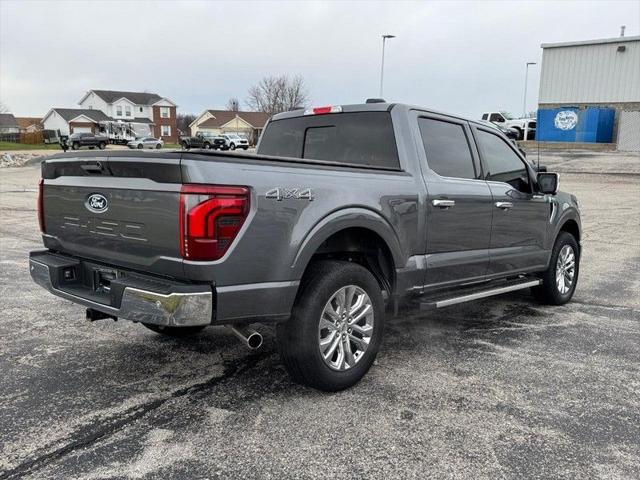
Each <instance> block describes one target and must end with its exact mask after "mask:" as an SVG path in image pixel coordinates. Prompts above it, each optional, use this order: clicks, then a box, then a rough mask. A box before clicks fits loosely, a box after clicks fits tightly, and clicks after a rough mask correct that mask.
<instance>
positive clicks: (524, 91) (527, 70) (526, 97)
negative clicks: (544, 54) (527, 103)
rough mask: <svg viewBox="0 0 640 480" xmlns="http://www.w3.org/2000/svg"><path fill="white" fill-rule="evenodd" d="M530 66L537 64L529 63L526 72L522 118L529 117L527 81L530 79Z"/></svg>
mask: <svg viewBox="0 0 640 480" xmlns="http://www.w3.org/2000/svg"><path fill="white" fill-rule="evenodd" d="M529 65H536V62H527V67H526V69H525V72H524V99H523V100H522V118H525V117H526V116H527V80H528V79H529Z"/></svg>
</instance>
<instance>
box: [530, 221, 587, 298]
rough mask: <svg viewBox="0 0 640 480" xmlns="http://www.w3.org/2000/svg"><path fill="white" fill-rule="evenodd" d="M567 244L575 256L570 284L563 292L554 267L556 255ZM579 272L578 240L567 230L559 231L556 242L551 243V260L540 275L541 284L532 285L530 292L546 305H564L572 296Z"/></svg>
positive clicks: (566, 244) (558, 255)
mask: <svg viewBox="0 0 640 480" xmlns="http://www.w3.org/2000/svg"><path fill="white" fill-rule="evenodd" d="M565 245H566V246H569V247H570V248H571V249H572V250H573V252H572V253H573V255H574V258H575V270H574V274H573V279H572V283H571V286H570V287H569V289H568V291H567V292H565V293H561V292H560V290H559V288H558V285H557V282H556V268H557V265H558V256H559V255H560V252H561V251H562V249H563V247H565ZM579 273H580V247H579V245H578V242H577V241H576V239H575V238H574V236H573V235H571V234H570V233H568V232H560V234H559V235H558V238H556V243H555V244H554V245H553V251H552V252H551V260H550V261H549V268H547V270H545V271H544V272H543V273H542V275H541V276H540V277H541V278H542V285H540V286H538V287H533V288H532V289H531V290H532V293H533V295H534V296H535V297H536V298H537V299H538V300H539V301H540V302H542V303H545V304H547V305H564V304H565V303H567V302H568V301H569V300H571V297H573V294H574V292H575V291H576V285H577V284H578V276H579Z"/></svg>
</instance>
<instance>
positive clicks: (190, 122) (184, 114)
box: [176, 113, 196, 135]
mask: <svg viewBox="0 0 640 480" xmlns="http://www.w3.org/2000/svg"><path fill="white" fill-rule="evenodd" d="M195 119H196V115H194V114H193V113H179V114H178V115H177V117H176V124H177V126H178V130H180V131H181V132H182V133H183V134H187V135H188V134H189V125H190V124H191V123H192V122H193V121H194V120H195Z"/></svg>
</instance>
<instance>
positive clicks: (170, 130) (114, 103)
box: [42, 90, 178, 143]
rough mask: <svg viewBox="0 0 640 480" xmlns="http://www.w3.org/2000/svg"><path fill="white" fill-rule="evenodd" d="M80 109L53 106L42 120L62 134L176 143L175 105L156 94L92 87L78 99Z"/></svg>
mask: <svg viewBox="0 0 640 480" xmlns="http://www.w3.org/2000/svg"><path fill="white" fill-rule="evenodd" d="M78 104H79V105H80V107H81V108H52V109H51V110H50V111H49V112H48V113H47V114H46V115H45V116H44V118H43V119H42V123H43V125H44V128H45V129H47V130H55V131H58V130H59V131H60V134H62V135H69V134H72V133H77V132H93V133H101V134H103V135H106V136H108V137H109V138H110V139H111V140H113V141H126V140H129V139H132V138H135V137H139V136H149V135H151V136H154V137H156V138H161V139H162V140H164V142H165V143H176V142H177V140H178V128H177V117H176V107H177V106H176V104H175V103H174V102H172V101H171V100H169V99H168V98H165V97H161V96H160V95H158V94H156V93H147V92H121V91H114V90H89V91H88V92H87V93H86V94H85V95H84V96H83V97H82V98H81V99H80V101H79V102H78Z"/></svg>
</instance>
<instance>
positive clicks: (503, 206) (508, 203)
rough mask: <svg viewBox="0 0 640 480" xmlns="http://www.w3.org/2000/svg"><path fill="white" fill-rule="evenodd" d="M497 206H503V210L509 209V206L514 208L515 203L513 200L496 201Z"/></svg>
mask: <svg viewBox="0 0 640 480" xmlns="http://www.w3.org/2000/svg"><path fill="white" fill-rule="evenodd" d="M496 207H498V208H501V209H502V210H508V209H509V208H513V203H511V202H496Z"/></svg>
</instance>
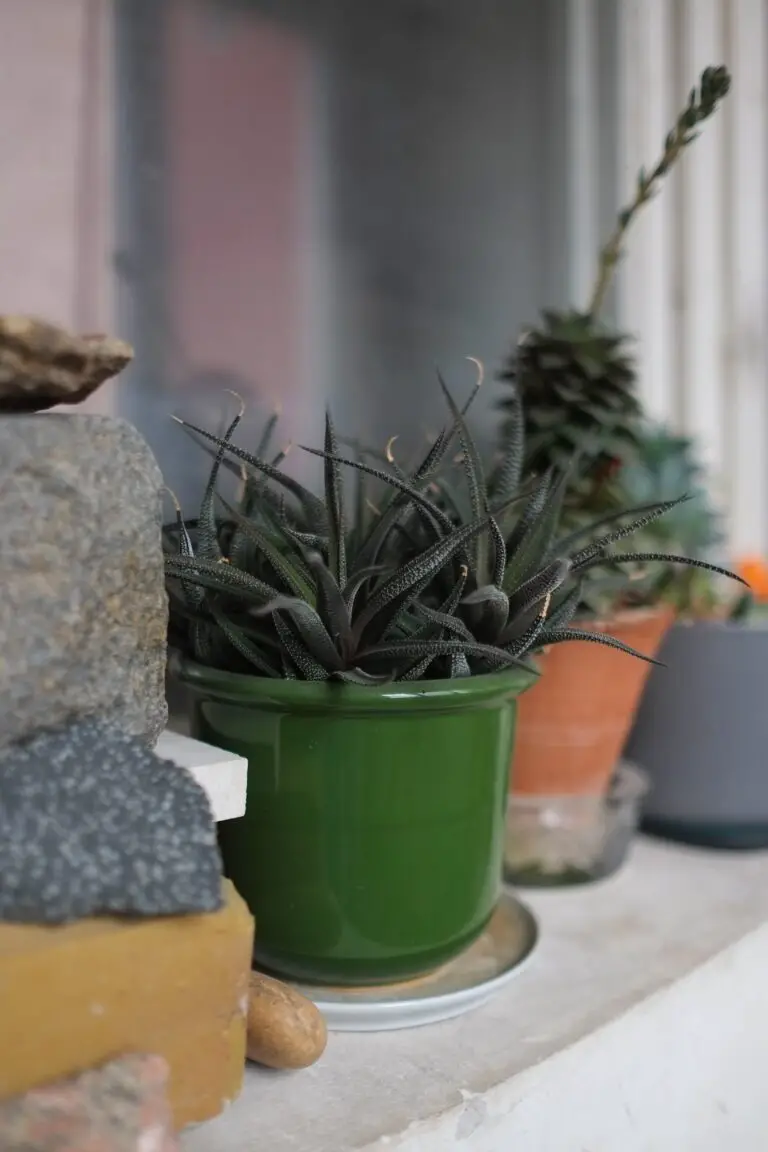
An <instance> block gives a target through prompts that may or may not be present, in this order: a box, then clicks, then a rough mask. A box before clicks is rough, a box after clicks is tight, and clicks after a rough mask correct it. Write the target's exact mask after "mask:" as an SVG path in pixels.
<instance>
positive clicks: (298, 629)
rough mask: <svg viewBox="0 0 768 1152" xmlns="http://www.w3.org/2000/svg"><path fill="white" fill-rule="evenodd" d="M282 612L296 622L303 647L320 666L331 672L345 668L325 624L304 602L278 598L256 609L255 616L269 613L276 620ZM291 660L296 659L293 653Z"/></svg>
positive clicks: (338, 651)
mask: <svg viewBox="0 0 768 1152" xmlns="http://www.w3.org/2000/svg"><path fill="white" fill-rule="evenodd" d="M281 612H286V613H287V614H288V615H289V616H290V617H291V619H292V620H294V622H295V624H296V628H297V631H298V634H299V636H301V639H302V643H303V646H304V647H305V649H306V651H307V652H309V653H310V655H311V657H312V658H313V659H314V660H317V662H318V664H321V665H324V667H326V668H327V669H328V670H329V672H334V670H340V669H341V668H343V661H342V659H341V655H340V653H339V651H337V649H336V645H335V644H334V642H333V639H332V638H330V636H329V635H328V630H327V628H326V626H325V623H324V622H322V620H321V619H320V616H319V615H318V613H317V612H315V611H314V608H312V607H311V606H310V605H309V604H305V601H304V600H299V599H297V598H295V597H291V596H277V597H275V598H274V600H271V601H269V602H268V604H265V605H264V606H263V607H260V608H257V609H254V612H253V615H254V616H264V615H266V614H267V613H269V614H271V615H272V617H273V620H276V619H279V613H281ZM291 659H294V655H292V653H291ZM299 667H301V666H299Z"/></svg>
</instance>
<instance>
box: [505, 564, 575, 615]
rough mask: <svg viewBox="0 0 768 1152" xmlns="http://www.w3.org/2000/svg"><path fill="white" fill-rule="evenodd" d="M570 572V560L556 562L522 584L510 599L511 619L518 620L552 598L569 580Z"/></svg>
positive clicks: (525, 581) (531, 577)
mask: <svg viewBox="0 0 768 1152" xmlns="http://www.w3.org/2000/svg"><path fill="white" fill-rule="evenodd" d="M570 570H571V563H570V560H555V561H553V562H552V563H550V564H547V566H546V567H545V568H542V569H541V570H540V571H538V573H537V574H535V575H534V576H531V577H530V579H527V581H525V583H524V584H520V585H519V588H517V589H516V590H515V592H514V593H512V594H511V596H510V598H509V615H510V619H511V620H515V619H517V617H518V616H520V615H523V613H525V612H527V609H529V608H532V607H534V606H535V605H537V604H539V602H540V601H541V600H545V599H546V598H547V597H548V596H552V593H553V592H555V591H556V590H557V589H558V588H560V586H561V585H562V584H563V583H564V582H565V581H567V579H568V576H569V573H570Z"/></svg>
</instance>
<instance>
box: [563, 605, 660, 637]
mask: <svg viewBox="0 0 768 1152" xmlns="http://www.w3.org/2000/svg"><path fill="white" fill-rule="evenodd" d="M663 617H667V619H668V620H669V622H670V623H671V622H672V621H674V620H675V617H676V612H675V609H674V608H672V606H671V605H669V604H655V605H653V606H651V607H642V608H619V611H618V612H615V613H614V614H613V615H611V616H603V617H601V619H599V620H585V621H583V623H581V627H585V628H588V629H590V630H592V631H595V632H610V631H611V630H613V629H614V628H621V627H623V626H624V624H641V623H645V622H646V621H652V620H660V619H663Z"/></svg>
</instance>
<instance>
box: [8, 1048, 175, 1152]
mask: <svg viewBox="0 0 768 1152" xmlns="http://www.w3.org/2000/svg"><path fill="white" fill-rule="evenodd" d="M167 1081H168V1066H167V1064H166V1061H165V1060H162V1058H161V1056H149V1055H147V1056H145V1055H127V1056H121V1058H119V1059H117V1060H113V1061H111V1062H109V1063H108V1064H104V1066H102V1067H101V1068H94V1069H91V1070H89V1071H85V1073H82V1074H81V1075H79V1076H77V1077H75V1078H73V1079H68V1081H60V1082H59V1083H56V1084H46V1085H43V1086H41V1087H37V1089H32V1091H31V1092H26V1093H25V1094H24V1096H22V1097H16V1098H15V1099H13V1100H6V1101H3V1102H0V1149H2V1152H176V1150H177V1149H178V1142H177V1140H176V1137H175V1136H174V1132H173V1124H172V1116H170V1107H169V1105H168V1100H167V1098H166V1084H167Z"/></svg>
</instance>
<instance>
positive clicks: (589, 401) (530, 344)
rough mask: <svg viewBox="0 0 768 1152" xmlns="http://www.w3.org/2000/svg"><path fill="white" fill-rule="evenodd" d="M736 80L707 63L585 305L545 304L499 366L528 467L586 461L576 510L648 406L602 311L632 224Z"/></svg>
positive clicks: (644, 169)
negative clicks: (543, 311) (519, 426)
mask: <svg viewBox="0 0 768 1152" xmlns="http://www.w3.org/2000/svg"><path fill="white" fill-rule="evenodd" d="M729 88H730V76H729V74H728V71H727V69H725V68H723V67H717V68H706V69H705V71H704V73H702V74H701V78H700V83H699V88H698V89H695V88H694V89H692V90H691V93H690V96H689V100H687V104H686V106H685V108H684V109H683V111H682V112H680V114H679V116H678V118H677V121H676V123H675V126H674V127H672V129H671V130H670V131H669V132H668V135H667V137H666V139H664V144H663V149H662V153H661V157H660V159H659V160H657V162H656V164H655V166H654V167H653V168H652V169H651V172H646V170H645V169H640V173H639V174H638V179H637V185H636V190H634V196H633V198H632V200H631V202H630V203H629V204H628V205H626V206H625V207H624V209H622V211H621V212H619V213H618V217H617V220H616V226H615V228H614V230H613V233H611V235H610V236H609V238H608V241H607V243H606V244H604V247H603V248H602V251H601V253H600V260H599V268H598V276H596V281H595V286H594V290H593V293H592V297H591V300H590V302H588V304H587V306H586V309H585V310H579V309H569V310H567V311H564V312H557V311H553V310H549V311H545V312H543V314H542V320H541V323H540V325H539V326H534V327H533V328H531V329H530V331H529V332H526V333H525V334H524V335H523V338H522V339H520V340H519V342H518V344H517V347H516V348H515V350H514V351H512V354H511V356H510V357H509V359H508V361H507V363H505V365H504V367H503V370H502V372H501V379H502V380H503V381H505V382H507V384H508V385H510V387H509V389H508V395H507V396H505V397H504V399H503V400H502V401H501V409H502V422H501V438H502V445H503V442H505V441H507V440H508V439H509V437H510V435H514V434H516V429H517V426H518V417H519V411H520V407H522V409H523V411H524V418H525V419H524V426H525V438H526V444H527V461H526V467H527V469H530V470H532V471H535V472H539V473H541V472H543V471H546V470H547V469H548V468H552V467H554V468H558V469H562V468H563V467H565V463H567V461H569V460H570V458H571V456H572V455H573V453H575V452H577V450H578V452H579V453H580V454H581V464H580V468H579V472H578V475H576V476H575V477H573V483H572V484H571V490H570V492H569V493H568V498H567V509H573V510H575V511H576V513H577V514H578V511H579V510H581V509H583V510H585V511H586V513H587V517H588V516H591V515H594V514H595V513H598V511H599V510H600V505H601V500H602V494H603V493H602V490H603V487H604V485H606V484H607V483H609V482H610V479H611V477H613V476H614V475H615V472H616V470H617V469H618V468H621V467H622V465H623V464H624V462H626V461H628V460H629V458H631V456H632V454H633V453H634V450H636V449H637V446H638V437H639V433H640V425H641V419H642V412H641V408H640V403H639V400H638V396H637V393H636V384H637V372H636V366H634V362H633V357H632V355H631V353H630V349H629V342H630V338H629V335H628V334H626V333H622V332H615V331H611V329H610V328H608V327H606V326H603V325H602V323H601V320H600V310H601V306H602V304H603V301H604V297H606V293H607V290H608V287H609V283H610V280H611V276H613V274H614V271H615V268H616V265H617V264H618V262H619V259H621V256H622V248H623V243H624V240H625V236H626V233H628V230H629V228H630V226H631V223H632V222H633V220H634V219H636V218H637V215H638V214H639V212H640V211H641V209H642V207H644V206H645V205H646V204H647V203H648V202H649V200H651V199H652V198H653V196H654V195H655V194H656V192H657V190H659V188H660V185H661V182H662V181H663V179H664V176H666V175H667V174H668V173H669V170H670V169H671V168H672V166H674V165H675V164H676V161H677V160H678V159H679V157H680V156H682V154H683V152H684V150H685V149H686V147H687V146H689V145H691V144H692V143H693V141H694V139H695V138H697V135H698V132H697V129H698V127H699V126H700V124H701V123H704V121H706V120H707V119H708V118H709V116H710V115H713V113H714V112H715V109H716V108H717V107H718V105H720V103H721V101H722V99H723V98H724V97H725V94H727V93H728V91H729ZM501 455H503V450H502V453H501Z"/></svg>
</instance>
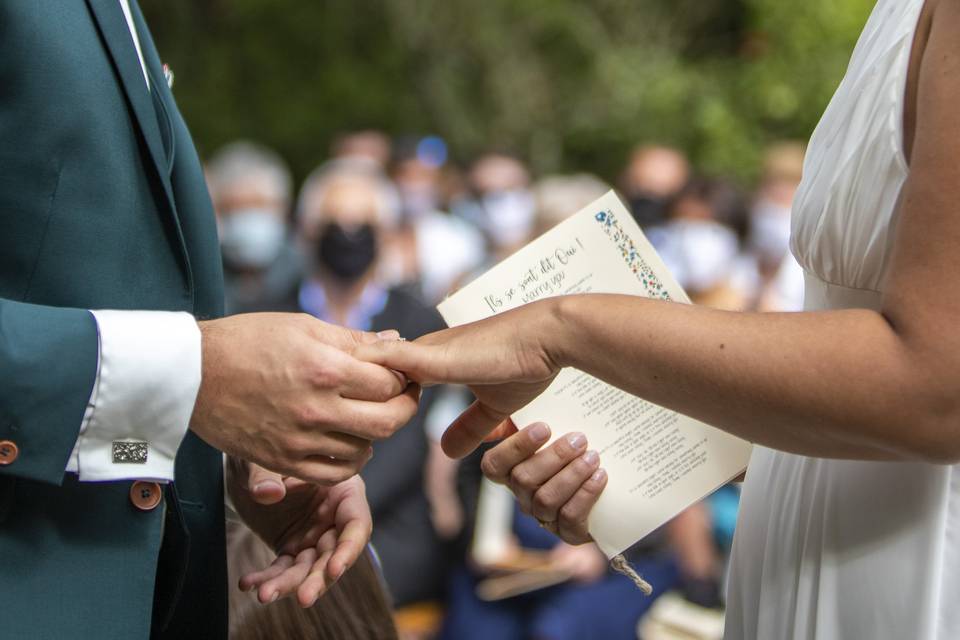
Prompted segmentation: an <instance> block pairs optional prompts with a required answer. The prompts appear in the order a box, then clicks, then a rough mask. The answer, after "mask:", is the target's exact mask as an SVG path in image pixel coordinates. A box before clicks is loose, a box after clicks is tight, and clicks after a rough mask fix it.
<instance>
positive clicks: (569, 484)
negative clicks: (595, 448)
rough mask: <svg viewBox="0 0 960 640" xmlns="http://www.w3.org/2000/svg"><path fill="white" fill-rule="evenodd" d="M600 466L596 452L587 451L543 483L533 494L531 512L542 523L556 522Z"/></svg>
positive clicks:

> [What needs to be done]
Rewrite the stretch from the start of the entries through the line containing "negative clicks: (544, 54) (527, 103)", replacing "rough mask" with "coarse mask" and leaving everything else unchanged. Leave the pictures out of your answer.

> [Written response]
Each <instance> block describes one target and must end with its exact mask after "mask:" as an SVG path in image pixel coordinates. Prompts above it, each optional, use this order: clicks, then a box, then a coarse mask. A box before clicks fits loosely, a box after clicks fits tightly, and clicks after a coarse mask correct that mask.
<instance>
positive clicks: (524, 91) (527, 70) (526, 97)
negative clicks: (544, 54) (527, 103)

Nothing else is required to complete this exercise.